## [Passage]

RR reader Andrew thinks that those doubting Jack Ross should take a look at how Norwich stuck by Daniel Farke when he didn’t deliver instant success. Fair comparison or not? Email us: RokerReport@yahoo.co.uk!

Norwich City v Blackburn Rovers - Sky Bet Championship Photo by Stephen Pond/Getty Images

Dear Roker Report,

I have recently changed my TV provider so treated myself over the last week or so to Sunderland til I die on Netflix - I had to watch it over a few nights as you can only take so much angst in one sitting.

My overall impression was the eternal optimism of us Mackems and the ability of our team to help this feeling (comeback against Bristol/Derby County result) only to dash it with no run of consistency.

Looking at it one year on and a similar story albeit towards the top of (yes) a lower league. Just after Sunderland til I Die ended there was talk of us hiring Chris Wilder (wonder what he is doing next season?).

Of course I would take promotion through the play-offs, but come what may the last thing we should do is change manager. Promoted or not there will be player changes, some sold, some bought loanees returned and brought in, and youngsters tried out.

Looking at the two teams promoted from the Championship so far this season, Norwich and Sheffield United, where were they in the Championship last year? With family in Norwich I know many fans were asking for their manager’s head a year ago - they ain’t now.

Keep the faith.

Andrew Bailey

Ed’s Note [Gav]: Good points all round. There is maybe something in what has happened with Norwich. Their fans were properly split on Farke at one stage and it looked like pressure would see him lose his job, but he was given the time to mould his squad properly and out of nowhere they’ve earned promotion.

That’s not to say that the exact same thing will happen to Jack Ross at Sunderland, but it is a reminder that sometimes the club has to back the man in charge to make it work.

If Sunderland don’t go up then there’ll be a full blown inquest into what went wrong for us this season. But, until all is said and done, that surely can’t occur yet. All we can do at this stage is place faith in the manager and players to get the job done.

Sunderland AFC via Getty Images

Dear Roker Report,

To say that the defeat at Fleetwood was disappointing is surely an understatement. Our failure to beat Portsmouth in the last home game, in what was in effect a must-win affair was always going to mean that we’d only have a very slim chance of automatic promotion. Still, to have that chance finally taken away in the manner we did at Highbury was a bit of a kick in the teeth, while the fact that it was against a side managed by ex-Mag Joey Barton tended to add insult to injury. It’s my guess that Mr Barton may well have had a quiet chuckle to himself after the game, and to be honest, who could really blame him?

## [Data below]
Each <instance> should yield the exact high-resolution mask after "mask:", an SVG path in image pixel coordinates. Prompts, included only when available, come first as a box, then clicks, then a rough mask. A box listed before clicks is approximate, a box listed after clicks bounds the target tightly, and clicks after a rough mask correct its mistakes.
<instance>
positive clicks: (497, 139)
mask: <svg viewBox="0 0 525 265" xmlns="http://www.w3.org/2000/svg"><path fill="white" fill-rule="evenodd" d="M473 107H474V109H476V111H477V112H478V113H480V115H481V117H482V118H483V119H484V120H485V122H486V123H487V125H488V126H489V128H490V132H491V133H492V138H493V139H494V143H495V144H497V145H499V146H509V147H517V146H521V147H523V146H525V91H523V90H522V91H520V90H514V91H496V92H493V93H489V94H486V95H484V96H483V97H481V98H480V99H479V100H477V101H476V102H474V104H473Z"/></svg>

## [Problems to solve]
1: Who are all the people named in the Roker Report letters? List each one once.
2: Could you carry on the Roker Report letters about Sunderland from the point where they stop?

## [Responses by task]
1: Andrew Bailey, Jack Ross, Daniel Farke, Stephen Pond, Chris Wilder, Gav, Joey Barton

2:
The harsh fact is that the league table doesn’t lie, and while our early-season form suggested that we may make it back to the Championship at the first attempt, it’s a team’s form over THE WHOLE of the season which counts. Sadly, we just haven’t been consistent enough to justify a top-two placing.

We have been consistent in one respect: drawing games. But, the rather alarming stat of nineteen league draws says an awful lot, it’s certainly not really associated with a side which has genuine promotion ambitions. Only Barnsley and Luton have really displayed the sort of consistency necessary for success, and as such they deserve to be where they are right now.

However back to ourselves, and in addition to far too many draws, other factors have contributed to our failure to make a really sustained push, i.e. defensive deficiencies (as was graphically illustrated last night and vs. Coventry recently), also a lack of a really settled line-up, which I guess is the root of our problems. This perhaps raises questions/doubts re: player recruitment, and whether or not the overall quality of our squad was up to scratch/good enough to make a sustained automatic promotion challenge?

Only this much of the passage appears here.